[[ Listed records open ]]

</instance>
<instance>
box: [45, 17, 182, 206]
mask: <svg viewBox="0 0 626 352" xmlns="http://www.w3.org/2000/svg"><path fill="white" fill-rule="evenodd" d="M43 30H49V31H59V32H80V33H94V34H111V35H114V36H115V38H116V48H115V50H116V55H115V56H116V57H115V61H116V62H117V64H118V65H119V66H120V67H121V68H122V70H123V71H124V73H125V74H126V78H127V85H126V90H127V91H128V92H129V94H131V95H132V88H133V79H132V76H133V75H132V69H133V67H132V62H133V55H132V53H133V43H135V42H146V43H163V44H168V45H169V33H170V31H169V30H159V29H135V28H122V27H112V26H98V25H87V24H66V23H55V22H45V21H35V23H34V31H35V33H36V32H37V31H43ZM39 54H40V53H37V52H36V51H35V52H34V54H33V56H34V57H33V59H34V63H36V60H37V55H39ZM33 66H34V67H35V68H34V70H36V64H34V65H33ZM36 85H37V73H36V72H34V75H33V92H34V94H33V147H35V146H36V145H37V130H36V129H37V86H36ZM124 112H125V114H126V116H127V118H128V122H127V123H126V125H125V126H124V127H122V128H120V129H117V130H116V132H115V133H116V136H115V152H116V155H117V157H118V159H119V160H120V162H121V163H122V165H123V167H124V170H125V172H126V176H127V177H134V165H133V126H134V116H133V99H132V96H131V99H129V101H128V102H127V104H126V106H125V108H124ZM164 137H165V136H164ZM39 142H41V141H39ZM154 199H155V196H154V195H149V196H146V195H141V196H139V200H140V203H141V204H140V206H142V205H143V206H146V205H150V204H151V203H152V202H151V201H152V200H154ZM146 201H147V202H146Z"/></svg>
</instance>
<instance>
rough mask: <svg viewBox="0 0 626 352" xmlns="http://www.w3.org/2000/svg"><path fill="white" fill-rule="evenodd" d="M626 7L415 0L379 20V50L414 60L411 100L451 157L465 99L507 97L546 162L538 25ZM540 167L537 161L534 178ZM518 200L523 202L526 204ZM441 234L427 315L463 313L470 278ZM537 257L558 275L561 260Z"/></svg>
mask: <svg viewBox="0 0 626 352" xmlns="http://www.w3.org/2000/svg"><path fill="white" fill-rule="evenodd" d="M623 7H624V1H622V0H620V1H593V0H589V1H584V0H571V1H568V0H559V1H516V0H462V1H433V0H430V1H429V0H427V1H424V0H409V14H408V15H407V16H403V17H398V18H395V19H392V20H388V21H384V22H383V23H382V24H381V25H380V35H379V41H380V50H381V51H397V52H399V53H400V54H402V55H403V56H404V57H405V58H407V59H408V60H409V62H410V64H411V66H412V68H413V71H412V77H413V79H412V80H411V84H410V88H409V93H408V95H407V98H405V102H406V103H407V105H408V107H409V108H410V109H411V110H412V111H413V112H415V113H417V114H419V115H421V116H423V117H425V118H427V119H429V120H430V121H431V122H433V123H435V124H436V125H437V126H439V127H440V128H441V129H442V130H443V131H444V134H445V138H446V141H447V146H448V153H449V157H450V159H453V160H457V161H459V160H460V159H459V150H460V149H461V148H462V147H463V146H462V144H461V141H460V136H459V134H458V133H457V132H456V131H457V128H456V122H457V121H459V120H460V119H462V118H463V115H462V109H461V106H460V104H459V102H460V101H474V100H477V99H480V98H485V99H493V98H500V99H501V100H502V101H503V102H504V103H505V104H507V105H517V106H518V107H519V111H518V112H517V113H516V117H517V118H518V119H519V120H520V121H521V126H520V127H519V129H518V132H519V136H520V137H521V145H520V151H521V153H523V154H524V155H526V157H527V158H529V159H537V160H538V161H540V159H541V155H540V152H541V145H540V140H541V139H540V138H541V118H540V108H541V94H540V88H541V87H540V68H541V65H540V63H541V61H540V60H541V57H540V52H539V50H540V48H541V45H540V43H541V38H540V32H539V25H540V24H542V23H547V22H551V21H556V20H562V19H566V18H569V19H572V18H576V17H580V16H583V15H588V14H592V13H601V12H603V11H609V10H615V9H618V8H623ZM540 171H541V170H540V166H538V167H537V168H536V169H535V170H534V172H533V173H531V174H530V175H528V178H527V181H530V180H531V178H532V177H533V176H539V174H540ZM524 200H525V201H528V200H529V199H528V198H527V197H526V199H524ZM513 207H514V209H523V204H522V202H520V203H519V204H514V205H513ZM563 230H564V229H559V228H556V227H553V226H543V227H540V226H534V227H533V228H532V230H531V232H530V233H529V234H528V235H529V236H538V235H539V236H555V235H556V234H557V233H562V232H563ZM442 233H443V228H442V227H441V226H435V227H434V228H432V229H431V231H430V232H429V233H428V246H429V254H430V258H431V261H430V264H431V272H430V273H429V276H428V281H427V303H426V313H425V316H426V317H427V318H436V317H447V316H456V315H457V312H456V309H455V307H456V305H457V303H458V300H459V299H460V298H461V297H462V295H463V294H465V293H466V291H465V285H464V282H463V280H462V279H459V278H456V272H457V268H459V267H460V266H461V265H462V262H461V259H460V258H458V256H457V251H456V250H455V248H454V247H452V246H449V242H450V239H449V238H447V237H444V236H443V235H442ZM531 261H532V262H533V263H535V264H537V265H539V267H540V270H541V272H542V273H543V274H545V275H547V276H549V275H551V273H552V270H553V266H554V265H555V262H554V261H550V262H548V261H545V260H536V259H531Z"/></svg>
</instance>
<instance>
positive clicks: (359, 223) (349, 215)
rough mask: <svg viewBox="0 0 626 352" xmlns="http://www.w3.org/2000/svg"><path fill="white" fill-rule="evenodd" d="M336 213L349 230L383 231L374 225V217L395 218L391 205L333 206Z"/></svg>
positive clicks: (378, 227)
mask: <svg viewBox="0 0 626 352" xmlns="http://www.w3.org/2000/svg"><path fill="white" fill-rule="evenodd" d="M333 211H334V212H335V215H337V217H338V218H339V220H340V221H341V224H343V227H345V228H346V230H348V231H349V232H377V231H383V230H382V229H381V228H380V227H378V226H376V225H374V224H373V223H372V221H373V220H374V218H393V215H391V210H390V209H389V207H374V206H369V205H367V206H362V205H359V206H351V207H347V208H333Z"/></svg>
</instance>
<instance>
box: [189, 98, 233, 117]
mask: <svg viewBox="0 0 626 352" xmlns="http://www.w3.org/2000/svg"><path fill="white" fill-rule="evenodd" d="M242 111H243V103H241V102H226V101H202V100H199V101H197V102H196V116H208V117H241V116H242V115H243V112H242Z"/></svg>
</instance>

[[ Listed records closed ]]
[[ Listed records open ]]

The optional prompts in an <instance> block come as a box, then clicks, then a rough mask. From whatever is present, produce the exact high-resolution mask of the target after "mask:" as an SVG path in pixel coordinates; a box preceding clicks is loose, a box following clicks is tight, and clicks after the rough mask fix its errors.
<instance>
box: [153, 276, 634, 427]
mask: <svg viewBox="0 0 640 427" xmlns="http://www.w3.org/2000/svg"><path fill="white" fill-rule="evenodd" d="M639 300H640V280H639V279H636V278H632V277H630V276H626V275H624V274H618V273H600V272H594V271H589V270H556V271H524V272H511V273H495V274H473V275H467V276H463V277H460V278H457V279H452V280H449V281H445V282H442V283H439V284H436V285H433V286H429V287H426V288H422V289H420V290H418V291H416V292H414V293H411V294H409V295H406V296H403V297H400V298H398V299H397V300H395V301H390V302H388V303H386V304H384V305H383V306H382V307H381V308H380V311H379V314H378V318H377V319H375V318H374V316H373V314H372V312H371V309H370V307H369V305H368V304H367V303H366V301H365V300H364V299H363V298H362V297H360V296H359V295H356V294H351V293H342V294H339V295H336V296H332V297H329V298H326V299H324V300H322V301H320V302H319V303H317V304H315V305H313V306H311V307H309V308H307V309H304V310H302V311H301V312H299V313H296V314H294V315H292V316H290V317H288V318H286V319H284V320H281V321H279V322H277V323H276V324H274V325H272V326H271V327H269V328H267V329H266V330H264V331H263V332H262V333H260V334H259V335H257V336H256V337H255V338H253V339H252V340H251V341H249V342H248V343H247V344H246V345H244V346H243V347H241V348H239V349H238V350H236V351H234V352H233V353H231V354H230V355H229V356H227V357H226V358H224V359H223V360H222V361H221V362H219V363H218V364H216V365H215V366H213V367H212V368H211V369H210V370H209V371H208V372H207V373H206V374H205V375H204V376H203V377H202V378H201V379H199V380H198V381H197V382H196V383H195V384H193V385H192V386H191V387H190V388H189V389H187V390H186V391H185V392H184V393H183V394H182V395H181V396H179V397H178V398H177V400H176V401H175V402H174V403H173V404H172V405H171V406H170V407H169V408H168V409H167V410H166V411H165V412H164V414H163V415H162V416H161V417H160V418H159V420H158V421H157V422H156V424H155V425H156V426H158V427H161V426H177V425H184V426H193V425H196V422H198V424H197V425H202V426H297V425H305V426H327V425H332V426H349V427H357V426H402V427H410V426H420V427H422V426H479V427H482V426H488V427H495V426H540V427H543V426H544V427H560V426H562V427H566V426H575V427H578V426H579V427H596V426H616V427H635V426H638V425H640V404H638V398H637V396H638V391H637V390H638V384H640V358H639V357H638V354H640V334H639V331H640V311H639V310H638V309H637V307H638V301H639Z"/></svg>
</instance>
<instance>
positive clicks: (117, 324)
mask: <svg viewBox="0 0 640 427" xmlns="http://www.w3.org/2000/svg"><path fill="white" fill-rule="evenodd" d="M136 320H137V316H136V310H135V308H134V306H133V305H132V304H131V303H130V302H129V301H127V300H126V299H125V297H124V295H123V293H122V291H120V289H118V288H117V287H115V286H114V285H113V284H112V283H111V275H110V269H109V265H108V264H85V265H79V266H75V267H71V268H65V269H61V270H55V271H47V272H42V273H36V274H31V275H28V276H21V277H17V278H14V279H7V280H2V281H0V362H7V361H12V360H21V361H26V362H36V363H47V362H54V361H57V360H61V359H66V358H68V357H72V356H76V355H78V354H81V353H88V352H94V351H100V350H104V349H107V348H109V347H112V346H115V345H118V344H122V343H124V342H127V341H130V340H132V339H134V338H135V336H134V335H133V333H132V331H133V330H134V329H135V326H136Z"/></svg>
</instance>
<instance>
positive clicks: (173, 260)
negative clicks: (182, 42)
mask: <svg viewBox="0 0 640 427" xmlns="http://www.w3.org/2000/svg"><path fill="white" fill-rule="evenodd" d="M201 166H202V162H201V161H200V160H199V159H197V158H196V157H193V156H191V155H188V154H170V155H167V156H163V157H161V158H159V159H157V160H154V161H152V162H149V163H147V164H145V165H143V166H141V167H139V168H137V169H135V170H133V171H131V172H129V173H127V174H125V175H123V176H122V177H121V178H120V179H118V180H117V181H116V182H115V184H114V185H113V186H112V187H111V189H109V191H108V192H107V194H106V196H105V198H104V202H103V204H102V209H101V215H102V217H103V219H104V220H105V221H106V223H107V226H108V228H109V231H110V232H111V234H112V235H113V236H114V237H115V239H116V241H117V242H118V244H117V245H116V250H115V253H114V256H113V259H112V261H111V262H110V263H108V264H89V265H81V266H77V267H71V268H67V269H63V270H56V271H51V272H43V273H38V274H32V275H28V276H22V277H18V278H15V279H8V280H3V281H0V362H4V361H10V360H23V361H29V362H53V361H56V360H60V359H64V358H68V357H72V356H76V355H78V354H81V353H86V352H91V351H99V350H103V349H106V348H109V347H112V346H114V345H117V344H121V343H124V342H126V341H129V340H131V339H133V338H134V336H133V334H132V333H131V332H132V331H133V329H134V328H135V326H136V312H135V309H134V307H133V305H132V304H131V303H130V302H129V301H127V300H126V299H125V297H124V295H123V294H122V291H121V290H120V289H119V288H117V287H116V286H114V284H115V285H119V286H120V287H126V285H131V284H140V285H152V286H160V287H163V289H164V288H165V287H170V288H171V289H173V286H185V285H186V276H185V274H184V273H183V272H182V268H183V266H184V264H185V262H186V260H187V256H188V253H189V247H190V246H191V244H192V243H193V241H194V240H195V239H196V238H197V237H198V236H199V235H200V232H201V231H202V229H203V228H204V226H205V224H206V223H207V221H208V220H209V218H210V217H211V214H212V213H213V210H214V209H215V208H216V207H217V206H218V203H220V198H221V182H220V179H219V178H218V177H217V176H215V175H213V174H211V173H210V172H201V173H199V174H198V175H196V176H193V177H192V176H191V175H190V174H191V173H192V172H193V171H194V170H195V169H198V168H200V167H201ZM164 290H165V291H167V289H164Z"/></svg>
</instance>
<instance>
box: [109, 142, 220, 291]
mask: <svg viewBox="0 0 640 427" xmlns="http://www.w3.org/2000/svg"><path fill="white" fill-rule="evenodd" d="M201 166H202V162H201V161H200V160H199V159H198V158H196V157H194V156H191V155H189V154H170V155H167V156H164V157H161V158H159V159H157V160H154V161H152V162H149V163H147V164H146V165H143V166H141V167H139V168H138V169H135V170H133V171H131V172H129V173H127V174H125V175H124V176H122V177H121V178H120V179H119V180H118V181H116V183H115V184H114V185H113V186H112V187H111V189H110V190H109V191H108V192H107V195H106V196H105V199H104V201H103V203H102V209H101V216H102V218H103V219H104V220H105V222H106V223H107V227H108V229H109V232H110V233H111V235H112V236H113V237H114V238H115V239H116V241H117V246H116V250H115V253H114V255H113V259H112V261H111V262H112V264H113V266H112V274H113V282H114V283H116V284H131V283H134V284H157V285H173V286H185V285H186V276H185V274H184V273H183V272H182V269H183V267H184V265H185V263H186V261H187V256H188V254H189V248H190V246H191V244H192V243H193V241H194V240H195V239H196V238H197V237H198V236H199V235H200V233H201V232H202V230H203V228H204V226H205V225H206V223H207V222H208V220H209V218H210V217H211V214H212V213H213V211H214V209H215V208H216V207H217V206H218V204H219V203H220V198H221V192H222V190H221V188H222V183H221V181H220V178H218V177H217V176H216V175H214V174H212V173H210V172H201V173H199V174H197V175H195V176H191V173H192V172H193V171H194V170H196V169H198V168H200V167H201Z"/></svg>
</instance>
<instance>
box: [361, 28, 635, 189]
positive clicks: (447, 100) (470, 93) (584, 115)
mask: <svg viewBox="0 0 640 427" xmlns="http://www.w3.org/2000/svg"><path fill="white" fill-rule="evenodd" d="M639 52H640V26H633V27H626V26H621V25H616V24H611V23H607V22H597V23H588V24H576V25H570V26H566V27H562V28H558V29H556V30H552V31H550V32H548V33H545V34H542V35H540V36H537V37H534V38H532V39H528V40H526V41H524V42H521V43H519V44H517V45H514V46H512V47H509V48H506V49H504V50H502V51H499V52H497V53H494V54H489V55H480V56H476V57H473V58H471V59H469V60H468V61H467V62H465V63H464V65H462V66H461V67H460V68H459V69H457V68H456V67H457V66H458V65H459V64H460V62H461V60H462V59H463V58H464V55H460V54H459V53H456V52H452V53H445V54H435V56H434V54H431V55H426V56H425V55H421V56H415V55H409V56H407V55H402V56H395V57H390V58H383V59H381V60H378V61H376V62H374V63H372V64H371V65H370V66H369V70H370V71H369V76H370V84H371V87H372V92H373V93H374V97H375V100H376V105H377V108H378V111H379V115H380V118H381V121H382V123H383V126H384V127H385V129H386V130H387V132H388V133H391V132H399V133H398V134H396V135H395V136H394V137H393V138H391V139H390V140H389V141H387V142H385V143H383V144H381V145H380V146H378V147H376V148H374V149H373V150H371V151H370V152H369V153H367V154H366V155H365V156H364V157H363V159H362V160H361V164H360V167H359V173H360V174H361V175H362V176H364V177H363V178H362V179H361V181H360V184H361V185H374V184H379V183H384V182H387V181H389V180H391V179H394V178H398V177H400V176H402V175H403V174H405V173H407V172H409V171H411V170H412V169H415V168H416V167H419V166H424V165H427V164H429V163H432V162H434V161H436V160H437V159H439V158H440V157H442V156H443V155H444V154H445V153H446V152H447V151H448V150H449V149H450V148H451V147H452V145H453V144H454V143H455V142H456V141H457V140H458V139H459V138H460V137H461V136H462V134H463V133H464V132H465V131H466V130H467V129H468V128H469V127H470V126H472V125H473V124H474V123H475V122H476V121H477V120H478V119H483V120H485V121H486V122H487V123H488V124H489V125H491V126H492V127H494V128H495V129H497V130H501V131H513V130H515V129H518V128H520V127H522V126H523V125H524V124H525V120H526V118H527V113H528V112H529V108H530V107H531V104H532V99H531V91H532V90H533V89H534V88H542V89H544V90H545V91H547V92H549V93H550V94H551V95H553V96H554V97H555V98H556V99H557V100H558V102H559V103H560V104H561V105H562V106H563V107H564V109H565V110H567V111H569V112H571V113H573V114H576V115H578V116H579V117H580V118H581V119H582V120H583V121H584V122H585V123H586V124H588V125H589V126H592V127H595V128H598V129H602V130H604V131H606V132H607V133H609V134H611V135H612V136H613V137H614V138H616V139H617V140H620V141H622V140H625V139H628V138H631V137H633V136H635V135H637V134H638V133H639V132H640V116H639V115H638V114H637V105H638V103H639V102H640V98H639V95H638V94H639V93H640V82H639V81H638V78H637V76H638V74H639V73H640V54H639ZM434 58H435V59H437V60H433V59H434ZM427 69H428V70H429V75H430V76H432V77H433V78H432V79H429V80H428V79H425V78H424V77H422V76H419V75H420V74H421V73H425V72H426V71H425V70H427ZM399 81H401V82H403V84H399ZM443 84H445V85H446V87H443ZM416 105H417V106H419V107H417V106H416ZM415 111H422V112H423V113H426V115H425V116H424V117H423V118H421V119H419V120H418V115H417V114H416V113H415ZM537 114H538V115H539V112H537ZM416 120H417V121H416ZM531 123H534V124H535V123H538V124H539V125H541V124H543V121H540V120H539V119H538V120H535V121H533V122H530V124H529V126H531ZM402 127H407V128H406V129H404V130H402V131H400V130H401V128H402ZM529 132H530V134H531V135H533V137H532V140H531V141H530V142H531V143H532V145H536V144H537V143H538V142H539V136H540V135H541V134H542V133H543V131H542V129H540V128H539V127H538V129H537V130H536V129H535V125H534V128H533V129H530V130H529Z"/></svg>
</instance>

[[ Listed records closed ]]

### Exercise instructions
Will you return exactly the lines above from the one with "positive clicks: (359, 223) (349, 215)" down to the one with "213L349 230L383 231L374", counting both as part of the range?

### Answer space
positive clicks: (359, 223) (349, 215)
rough mask: <svg viewBox="0 0 626 352" xmlns="http://www.w3.org/2000/svg"><path fill="white" fill-rule="evenodd" d="M336 213L349 230L383 231L374 225V217L395 218L391 205L333 206Z"/></svg>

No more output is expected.